WRITTEN INSTRUCTION 1 –
Using the interrogatory rule, answer these:
(a) What is the shortest time the serving party may specify for answers after the interrogatories are served?
(b) How many answers at most may a set of interrogatories require?
(c) Who must sign and verify the answers?
WRITTEN INSTRUCTION 2 – Carry the interrogatory rule forward from its last sentence by writing the next part.

SELECTION –
....
1. Service. When a party is represented by an attorney, service of interrogatories and answers to interrogatories shall be made on the attorney unless service upon the party himself is ordered by the court.
2. Scope. Interrogatories may relate to any matters which can be inquired into under Rule 166b, but the answers, subject to any objections as to admissibility, may be used only against the party answering the interrogatories. Where the answer to an interrogatory may be derived or ascertained from:
a. public records; or
b. from the business records of the party upon whom the interrogatory has been served or from an examination, audit or inspection of such business records, or from a compilation, abstract or summary based thereon, and the burden of deriving or ascertaining the answer is substantially the same for the party serving the interrogatory as for the party served; it is sufficient answer to such interrogatory to specify the records from which the answer may be derived or ascertained and, if applicable, to afford to the party serving the interrogatory reasonable opportunity to examine, audit or inspect such records and to make copies, compilations, abstracts or summaries. The specification of records provided shall include sufficient detail to permit the interrogating party to locate and to identify as readily as can the party served, the records from which the answers may be ascertained.
3. Procedure. Interrogatories may be served after a deposition has been taken, and a deposition may be sought after interrogatories have been answered, but the court, on motion of the deponent or the party interrogated, may make such protective order as justice requires.
4. Time to Serve. The party upon whom the interrogatories have been served shall serve a copy of the answers on the party submitting the interrogatories within the time specified by the party serving the interrogatories, which specified time shall not be less than thirty days after the service of the interrogatories, unless the court, on motion and notice for good cause shown, enlarges or shortens the time.
5. Number of Interrogatories. The number of questions including subsections in a set of interrogatories shall be limited so as not to require more than thirty answers. No more than two sets of interrogatories may be served by a party to any other party, except by agreement or as may be permitted by the court after hearing upon a showing of good cause. The court may, after hearing, reduce or enlarge the number of interrogatories or sets of interrogatories if justice so requires. The provisions of Rule 166b are applicable for the protection of the party from whom answers to interrogatories are sought under this rule.
The interrogatories shall be answered separately and fully in writing under oath. Answers to interrogatories shall be preceded by the question or interrogatory to which the answer pertains. The answers shall be signed and verified by the person making them and the provisions of Rule 14 shall not apply. True copies of the interrogatories, and objections thereto, and answers shall be served on all parties or their attorneys at the time that any interrogatories, objections or answers are served, and a true copy of each shall be promptly filed in the clerk's office together with proof of service.
....
Collected data entries:
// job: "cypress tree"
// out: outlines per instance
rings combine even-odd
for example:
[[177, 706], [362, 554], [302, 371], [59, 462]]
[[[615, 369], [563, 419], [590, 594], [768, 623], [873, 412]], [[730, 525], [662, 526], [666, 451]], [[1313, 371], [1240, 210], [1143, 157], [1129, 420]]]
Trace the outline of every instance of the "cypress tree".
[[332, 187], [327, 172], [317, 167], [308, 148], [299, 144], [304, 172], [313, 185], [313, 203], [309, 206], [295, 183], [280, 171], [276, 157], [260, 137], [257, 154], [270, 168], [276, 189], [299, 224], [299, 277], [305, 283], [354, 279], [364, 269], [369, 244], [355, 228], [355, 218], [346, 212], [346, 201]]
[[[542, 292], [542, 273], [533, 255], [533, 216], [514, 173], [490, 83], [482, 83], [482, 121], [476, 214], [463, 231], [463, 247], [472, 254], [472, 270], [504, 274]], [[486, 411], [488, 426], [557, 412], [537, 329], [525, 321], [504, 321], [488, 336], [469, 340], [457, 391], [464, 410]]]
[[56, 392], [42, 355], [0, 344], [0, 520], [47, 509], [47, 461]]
....
TASK ANSWER 1 –
(a) Thirty days after the service of the interrogatories.
(b) Thirty answers.
(c) The person making them.

TASK ANSWER 2 –
6. Objections. Within thirty (30) days after interrogatories are served, a party may serve written objections to specific interrogatories or portions thereof. Answers only to those interrogatories or portions thereof, to which objection is made, shall be deferred until the objections are ruled upon and for such additional time thereafter as the court may direct. Either party may request a hearing as to such objections at the earliest possible time.
Amended by order of Dec. 5, 1983, eff. April 1, 1984: Section 7 of former Rule 168 concerning duty to supplement interrogatories has been moved to Rule 166b and revised to apply generally to the discovery process. Sanctions imposable for violating the duty to supplement are stated in new Rule 215(4).
Section 2b regarding the indentification of individual documents contained in former Rule 168(2) was proposed at the federal level in 1978 by the Advisory Committee on Civil Rules of the Judicial Conference of the United States but was withdrawn after it received criticism. See Schroeder & Frank, The Proposed Changes in the Discovery Rules, 1978 Arizona St. L. Rev. 475, 491. The revision to Rule 168 corresponds with the language of the current federal rule “. . . to locate and to identify as readily as can the party served the records. . . .” The provisions in this rule concerning sanctions have been deleted, because the subject is covered by Rule 215.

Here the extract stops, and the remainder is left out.